[Data records]
┌──

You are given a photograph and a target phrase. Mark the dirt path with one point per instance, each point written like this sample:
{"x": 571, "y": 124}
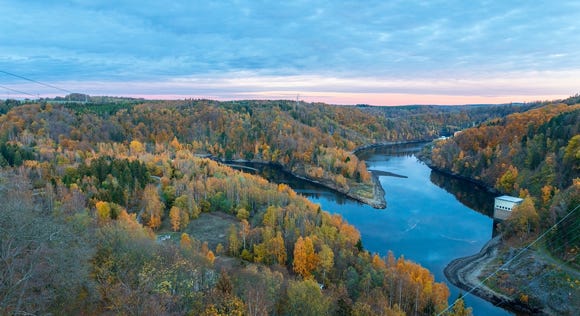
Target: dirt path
{"x": 465, "y": 272}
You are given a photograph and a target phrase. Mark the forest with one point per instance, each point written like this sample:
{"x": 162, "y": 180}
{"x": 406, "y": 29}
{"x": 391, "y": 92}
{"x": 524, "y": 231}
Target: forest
{"x": 534, "y": 155}
{"x": 99, "y": 201}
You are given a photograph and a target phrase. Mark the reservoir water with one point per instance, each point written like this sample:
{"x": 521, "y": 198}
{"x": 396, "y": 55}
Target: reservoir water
{"x": 430, "y": 218}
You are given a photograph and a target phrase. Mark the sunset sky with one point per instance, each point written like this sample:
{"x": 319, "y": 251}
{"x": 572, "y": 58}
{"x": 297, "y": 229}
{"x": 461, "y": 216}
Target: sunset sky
{"x": 342, "y": 52}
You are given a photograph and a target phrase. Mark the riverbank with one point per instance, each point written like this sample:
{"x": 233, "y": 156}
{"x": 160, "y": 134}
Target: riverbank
{"x": 535, "y": 283}
{"x": 465, "y": 272}
{"x": 376, "y": 201}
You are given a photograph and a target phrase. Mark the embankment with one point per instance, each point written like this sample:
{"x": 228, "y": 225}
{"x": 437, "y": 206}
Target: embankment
{"x": 465, "y": 273}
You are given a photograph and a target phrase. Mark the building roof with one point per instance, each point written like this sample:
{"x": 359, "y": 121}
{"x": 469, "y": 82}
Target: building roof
{"x": 509, "y": 199}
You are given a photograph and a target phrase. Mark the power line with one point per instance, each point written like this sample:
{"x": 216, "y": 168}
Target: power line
{"x": 17, "y": 91}
{"x": 35, "y": 81}
{"x": 503, "y": 266}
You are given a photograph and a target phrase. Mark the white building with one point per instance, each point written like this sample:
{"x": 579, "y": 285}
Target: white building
{"x": 504, "y": 205}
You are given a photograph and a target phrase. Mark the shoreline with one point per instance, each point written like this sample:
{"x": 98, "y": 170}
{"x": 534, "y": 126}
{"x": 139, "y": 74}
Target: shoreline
{"x": 378, "y": 201}
{"x": 465, "y": 273}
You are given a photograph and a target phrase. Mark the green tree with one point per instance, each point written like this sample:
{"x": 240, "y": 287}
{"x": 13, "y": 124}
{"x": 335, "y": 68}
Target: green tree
{"x": 305, "y": 298}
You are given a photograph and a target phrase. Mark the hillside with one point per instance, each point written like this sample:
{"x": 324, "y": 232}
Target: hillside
{"x": 95, "y": 226}
{"x": 145, "y": 224}
{"x": 533, "y": 155}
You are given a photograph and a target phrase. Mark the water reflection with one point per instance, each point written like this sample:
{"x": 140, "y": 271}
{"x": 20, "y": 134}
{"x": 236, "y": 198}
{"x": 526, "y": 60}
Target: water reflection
{"x": 431, "y": 218}
{"x": 469, "y": 194}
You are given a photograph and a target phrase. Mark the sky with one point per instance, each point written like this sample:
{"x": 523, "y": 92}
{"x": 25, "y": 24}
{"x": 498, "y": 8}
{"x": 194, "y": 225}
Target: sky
{"x": 340, "y": 52}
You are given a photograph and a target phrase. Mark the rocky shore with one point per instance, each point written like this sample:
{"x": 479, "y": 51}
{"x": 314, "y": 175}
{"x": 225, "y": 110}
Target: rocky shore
{"x": 465, "y": 273}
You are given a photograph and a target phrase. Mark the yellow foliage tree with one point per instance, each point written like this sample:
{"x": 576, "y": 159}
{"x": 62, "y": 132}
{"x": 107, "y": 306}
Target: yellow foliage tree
{"x": 305, "y": 259}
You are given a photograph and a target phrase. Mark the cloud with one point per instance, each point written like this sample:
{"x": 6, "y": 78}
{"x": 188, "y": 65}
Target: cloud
{"x": 134, "y": 41}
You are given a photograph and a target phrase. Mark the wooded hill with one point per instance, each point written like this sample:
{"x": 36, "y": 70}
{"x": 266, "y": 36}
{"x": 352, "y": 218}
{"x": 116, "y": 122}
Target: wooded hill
{"x": 534, "y": 155}
{"x": 88, "y": 189}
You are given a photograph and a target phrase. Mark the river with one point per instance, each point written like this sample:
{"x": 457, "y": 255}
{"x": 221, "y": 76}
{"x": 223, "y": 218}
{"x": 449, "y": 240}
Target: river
{"x": 431, "y": 218}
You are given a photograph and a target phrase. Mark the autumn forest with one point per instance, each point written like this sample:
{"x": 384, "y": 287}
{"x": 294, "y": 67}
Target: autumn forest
{"x": 102, "y": 202}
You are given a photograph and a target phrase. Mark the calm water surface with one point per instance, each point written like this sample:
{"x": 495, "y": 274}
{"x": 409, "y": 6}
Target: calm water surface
{"x": 430, "y": 218}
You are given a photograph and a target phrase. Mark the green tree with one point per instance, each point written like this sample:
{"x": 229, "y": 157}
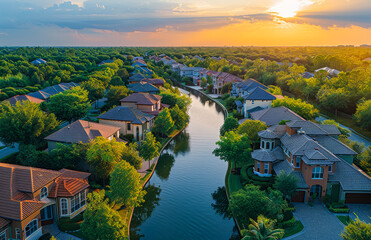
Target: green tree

└──

About this task
Please give the records again word for word, omitting all images.

Result of the task
You are given a photograph and a target phrase. Mark the dirt path with one point per instance, each point written like this sample:
{"x": 571, "y": 124}
Target: dirt path
{"x": 465, "y": 272}
You are given a photograph and a target phrase. Mark the forest with one point per instance, each point written like this sample:
{"x": 162, "y": 180}
{"x": 406, "y": 29}
{"x": 391, "y": 92}
{"x": 524, "y": 231}
Target: forest
{"x": 534, "y": 155}
{"x": 99, "y": 201}
You are given a photograph and a target phrase. Mark the reservoir water with one point per instance, each point written like this sample:
{"x": 521, "y": 198}
{"x": 396, "y": 55}
Target: reservoir water
{"x": 430, "y": 218}
You are given a photograph and a target phrase. Mark the sunset sky with one point per instance, each point written like this sample:
{"x": 319, "y": 251}
{"x": 572, "y": 58}
{"x": 297, "y": 229}
{"x": 461, "y": 216}
Target: sunset sky
{"x": 342, "y": 52}
You are given a photograph and a target phrase. Mark the riverbank with one point per instance, each point written like this sample:
{"x": 233, "y": 156}
{"x": 160, "y": 134}
Target: riverbank
{"x": 535, "y": 283}
{"x": 465, "y": 272}
{"x": 376, "y": 201}
You are given a photograph and a target phrase. Mark the embankment with one point per instance, each point written like this sample:
{"x": 228, "y": 225}
{"x": 437, "y": 206}
Target: embankment
{"x": 465, "y": 273}
You are given a photograph and a target phrase. Mark the building roof with one point per instance, each point written like this sample:
{"x": 359, "y": 121}
{"x": 469, "y": 82}
Target: building roof
{"x": 509, "y": 199}
You are given a photograph and a target phrase. Mark the power line with one point per instance, each point written like this sample:
{"x": 216, "y": 168}
Target: power line
{"x": 17, "y": 91}
{"x": 35, "y": 81}
{"x": 503, "y": 266}
You are given a photograph and a target phrase. Mark the white building with one point per instance, each point written like this sample:
{"x": 579, "y": 285}
Target: white building
{"x": 504, "y": 205}
You are given a photograph and a target phrase. Mark the shoreline with one point per instance, each point written like this sample:
{"x": 98, "y": 170}
{"x": 534, "y": 126}
{"x": 139, "y": 74}
Target: shoreline
{"x": 378, "y": 201}
{"x": 465, "y": 273}
You are given a photograph and a target phrase. Mark the green tree with one point per instance, each point written like this sample:
{"x": 240, "y": 287}
{"x": 13, "y": 124}
{"x": 335, "y": 68}
Target: green tree
{"x": 305, "y": 298}
You are given a photograph and a target phrase. Mark the hillside with one point per instance, each point written like this sample:
{"x": 324, "y": 232}
Target: hillside
{"x": 95, "y": 226}
{"x": 145, "y": 224}
{"x": 533, "y": 155}
You are given a photograph and a target phrase. Mark the water reflection with one point per instance, each point written like this sample:
{"x": 140, "y": 271}
{"x": 20, "y": 134}
{"x": 236, "y": 198}
{"x": 526, "y": 60}
Target: water reflection
{"x": 431, "y": 218}
{"x": 469, "y": 194}
You are given a photograph and a target phrase. Mark the sky with one point per instance, each point written like this sample:
{"x": 523, "y": 92}
{"x": 25, "y": 24}
{"x": 498, "y": 8}
{"x": 194, "y": 225}
Target: sky
{"x": 340, "y": 52}
You are given a photograph and a target phrase. Mark the rocky shore with one point per instance, each point written like this sample:
{"x": 479, "y": 51}
{"x": 314, "y": 175}
{"x": 225, "y": 110}
Target: rocky shore
{"x": 465, "y": 273}
You are given a photograph and a target phrase. Mark the yellow foliage tree with one point per instance, each point written like this sample:
{"x": 576, "y": 159}
{"x": 62, "y": 132}
{"x": 107, "y": 306}
Target: yellow foliage tree
{"x": 305, "y": 259}
You are given a photograph and a target phrase. Mark the cloud with one point per instance, each point written like this sample:
{"x": 6, "y": 78}
{"x": 188, "y": 65}
Target: cloud
{"x": 134, "y": 41}
You are given a photograph and a target phrase. Mark the wooded hill with one point per instance, each point written like this sample:
{"x": 36, "y": 70}
{"x": 266, "y": 36}
{"x": 352, "y": 218}
{"x": 116, "y": 122}
Target: wooded hill
{"x": 534, "y": 155}
{"x": 88, "y": 189}
You are given a photograph and a target phrase. Mark the river with one point per instance, each point written like this sample:
{"x": 457, "y": 255}
{"x": 221, "y": 76}
{"x": 223, "y": 218}
{"x": 449, "y": 240}
Target: river
{"x": 431, "y": 218}
You are given a photograph and a target phrase. Mark the autumn forest with one point per instance, each point written like this sample:
{"x": 384, "y": 287}
{"x": 294, "y": 67}
Target: autumn forest
{"x": 102, "y": 202}
You are given a photograph and a target phrase. Mark the calm water surface with one point per instance, each point written like this sample:
{"x": 495, "y": 274}
{"x": 409, "y": 6}
Target: calm water surface
{"x": 430, "y": 218}
You are given a photograph and a target phrase. Mark the green tree with one point per instance, each point written like this sample:
{"x": 229, "y": 157}
Target: green tree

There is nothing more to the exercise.